___ Data ___

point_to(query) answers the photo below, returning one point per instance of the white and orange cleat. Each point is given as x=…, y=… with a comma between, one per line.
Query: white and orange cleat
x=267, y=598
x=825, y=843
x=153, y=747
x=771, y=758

___

__Exercise brief__
Write the records above out again, exactly as they are.

__Answer to the problem__
point_to(query) answers the photo below, returning one point per instance of the white and orange cleat. Each point is given as x=…, y=… with a comma between, one per line.
Query: white and orange cleat
x=267, y=598
x=825, y=843
x=153, y=747
x=771, y=758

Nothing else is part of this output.